Roth IRAs are tax-favored financial vehicles that enable investors to save money for retirement. They differ from traditional IRAs in that taxpayers cannot deduct contributions made to a Roth. However, qualified Roth IRA distributions in retirement are free of federal income tax and aren’t included in a taxpayer’s gross income. That can be advantageous, especially if the account owner is in a higher tax bracket in retirement or taxes are higher in the future.
A Roth IRA is subject to the same contribution limits as a traditional IRA ($5,500 in 2016, unchanged from 2015). (The maximum combined annual contribution an individual can make to traditional and Roth IRAs is $5,500 in 2016, unchanged from 2015.) Special “catch-up” contributions enable those nearing retirement (age 50 and older) to save at an accelerated rate by contributing $1,000 more than the regular annual limits.
Another way in which Roth IRAs can be advantageous is that investors can contribute to a Roth after age 70½ as long as they have earned income, and they don’t have to begin taking mandatory distributions due to age, as they do with traditional IRAs; however, beneficiaries of Roth IRAs must take mandatory distributions.

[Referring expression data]
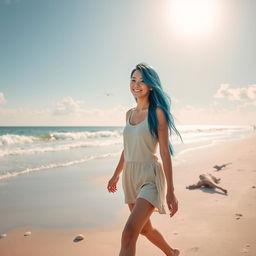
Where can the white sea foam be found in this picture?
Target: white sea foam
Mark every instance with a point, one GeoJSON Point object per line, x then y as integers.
{"type": "Point", "coordinates": [10, 139]}
{"type": "Point", "coordinates": [57, 148]}
{"type": "Point", "coordinates": [55, 165]}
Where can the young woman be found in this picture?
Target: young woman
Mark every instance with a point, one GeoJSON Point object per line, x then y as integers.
{"type": "Point", "coordinates": [144, 180]}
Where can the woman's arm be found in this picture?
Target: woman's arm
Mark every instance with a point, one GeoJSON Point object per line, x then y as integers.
{"type": "Point", "coordinates": [166, 159]}
{"type": "Point", "coordinates": [113, 181]}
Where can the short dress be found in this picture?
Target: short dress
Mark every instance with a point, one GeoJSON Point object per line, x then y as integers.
{"type": "Point", "coordinates": [143, 175]}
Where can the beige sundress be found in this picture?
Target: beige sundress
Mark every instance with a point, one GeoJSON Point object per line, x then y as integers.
{"type": "Point", "coordinates": [143, 176]}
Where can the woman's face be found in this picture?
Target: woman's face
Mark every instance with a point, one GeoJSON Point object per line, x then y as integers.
{"type": "Point", "coordinates": [137, 86]}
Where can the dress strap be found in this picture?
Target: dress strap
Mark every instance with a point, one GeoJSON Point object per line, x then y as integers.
{"type": "Point", "coordinates": [130, 114]}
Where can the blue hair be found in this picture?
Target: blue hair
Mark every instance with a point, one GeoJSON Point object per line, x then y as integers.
{"type": "Point", "coordinates": [157, 98]}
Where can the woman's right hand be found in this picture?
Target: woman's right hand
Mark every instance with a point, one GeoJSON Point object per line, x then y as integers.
{"type": "Point", "coordinates": [112, 184]}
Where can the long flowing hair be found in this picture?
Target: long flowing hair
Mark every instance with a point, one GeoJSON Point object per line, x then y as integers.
{"type": "Point", "coordinates": [157, 98]}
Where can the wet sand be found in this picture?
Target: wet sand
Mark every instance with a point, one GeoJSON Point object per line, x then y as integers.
{"type": "Point", "coordinates": [208, 221]}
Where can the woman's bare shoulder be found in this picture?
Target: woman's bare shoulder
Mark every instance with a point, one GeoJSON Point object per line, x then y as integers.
{"type": "Point", "coordinates": [128, 113]}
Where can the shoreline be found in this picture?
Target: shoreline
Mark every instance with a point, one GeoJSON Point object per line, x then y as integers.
{"type": "Point", "coordinates": [206, 223]}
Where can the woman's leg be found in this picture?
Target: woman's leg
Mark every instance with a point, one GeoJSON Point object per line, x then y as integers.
{"type": "Point", "coordinates": [154, 236]}
{"type": "Point", "coordinates": [137, 219]}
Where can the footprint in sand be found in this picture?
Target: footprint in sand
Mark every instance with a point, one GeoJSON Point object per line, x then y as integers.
{"type": "Point", "coordinates": [78, 238]}
{"type": "Point", "coordinates": [193, 249]}
{"type": "Point", "coordinates": [28, 233]}
{"type": "Point", "coordinates": [238, 215]}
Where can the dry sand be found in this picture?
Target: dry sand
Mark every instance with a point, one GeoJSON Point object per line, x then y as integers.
{"type": "Point", "coordinates": [207, 223]}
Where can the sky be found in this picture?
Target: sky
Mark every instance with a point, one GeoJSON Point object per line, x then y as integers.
{"type": "Point", "coordinates": [68, 62]}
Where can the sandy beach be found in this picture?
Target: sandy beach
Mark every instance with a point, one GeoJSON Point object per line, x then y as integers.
{"type": "Point", "coordinates": [208, 222]}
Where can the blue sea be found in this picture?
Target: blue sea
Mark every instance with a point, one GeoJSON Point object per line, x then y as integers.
{"type": "Point", "coordinates": [56, 177]}
{"type": "Point", "coordinates": [32, 149]}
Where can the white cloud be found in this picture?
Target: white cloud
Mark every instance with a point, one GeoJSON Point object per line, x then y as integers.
{"type": "Point", "coordinates": [215, 114]}
{"type": "Point", "coordinates": [2, 98]}
{"type": "Point", "coordinates": [237, 94]}
{"type": "Point", "coordinates": [75, 115]}
{"type": "Point", "coordinates": [67, 106]}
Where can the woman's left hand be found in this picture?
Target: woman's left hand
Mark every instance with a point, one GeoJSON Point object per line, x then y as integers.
{"type": "Point", "coordinates": [172, 203]}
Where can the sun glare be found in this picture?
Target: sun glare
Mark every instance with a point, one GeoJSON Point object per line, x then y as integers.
{"type": "Point", "coordinates": [193, 17]}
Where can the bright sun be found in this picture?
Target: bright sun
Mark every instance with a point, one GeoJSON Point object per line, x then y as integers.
{"type": "Point", "coordinates": [193, 17]}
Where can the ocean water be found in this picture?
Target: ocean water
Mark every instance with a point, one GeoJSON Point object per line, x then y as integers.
{"type": "Point", "coordinates": [56, 177]}
{"type": "Point", "coordinates": [24, 150]}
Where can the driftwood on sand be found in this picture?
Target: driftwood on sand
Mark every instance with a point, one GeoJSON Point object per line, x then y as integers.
{"type": "Point", "coordinates": [219, 167]}
{"type": "Point", "coordinates": [209, 181]}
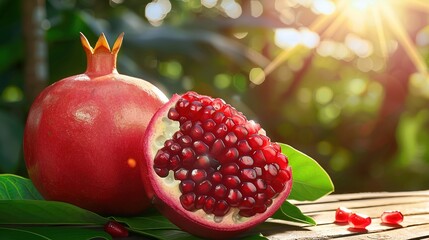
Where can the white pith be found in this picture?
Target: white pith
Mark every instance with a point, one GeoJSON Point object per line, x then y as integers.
{"type": "Point", "coordinates": [164, 131]}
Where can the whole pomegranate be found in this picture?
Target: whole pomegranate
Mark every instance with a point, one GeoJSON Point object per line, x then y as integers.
{"type": "Point", "coordinates": [213, 172]}
{"type": "Point", "coordinates": [81, 140]}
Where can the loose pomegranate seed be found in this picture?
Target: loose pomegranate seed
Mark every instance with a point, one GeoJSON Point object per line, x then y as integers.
{"type": "Point", "coordinates": [360, 221]}
{"type": "Point", "coordinates": [342, 215]}
{"type": "Point", "coordinates": [115, 229]}
{"type": "Point", "coordinates": [392, 217]}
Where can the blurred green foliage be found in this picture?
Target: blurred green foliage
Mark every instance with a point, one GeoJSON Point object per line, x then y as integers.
{"type": "Point", "coordinates": [327, 108]}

What is expected:
Reproduce the Roth IRA text above word for word, in full.

Output of the task:
Roth IRAs are tax-favored financial vehicles that enable investors to save money for retirement. They differ from traditional IRAs in that taxpayers cannot deduct contributions made to a Roth. However, qualified Roth IRA distributions in retirement are free of federal income tax and aren’t included in a taxpayer’s gross income. That can be advantageous, especially if the account owner is in a higher tax bracket in retirement or taxes are higher in the future.
A Roth IRA is subject to the same contribution limits as a traditional IRA ($5,500 in 2016, unchanged from 2015). (The maximum combined annual contribution an individual can make to traditional and Roth IRAs is $5,500 in 2016, unchanged from 2015.) Special “catch-up” contributions enable those nearing retirement (age 50 and older) to save at an accelerated rate by contributing $1,000 more than the regular annual limits.
Another way in which Roth IRAs can be advantageous is that investors can contribute to a Roth after age 70½ as long as they have earned income, and they don’t have to begin taking mandatory distributions due to age, as they do with traditional IRAs; however, beneficiaries of Roth IRAs must take mandatory distributions.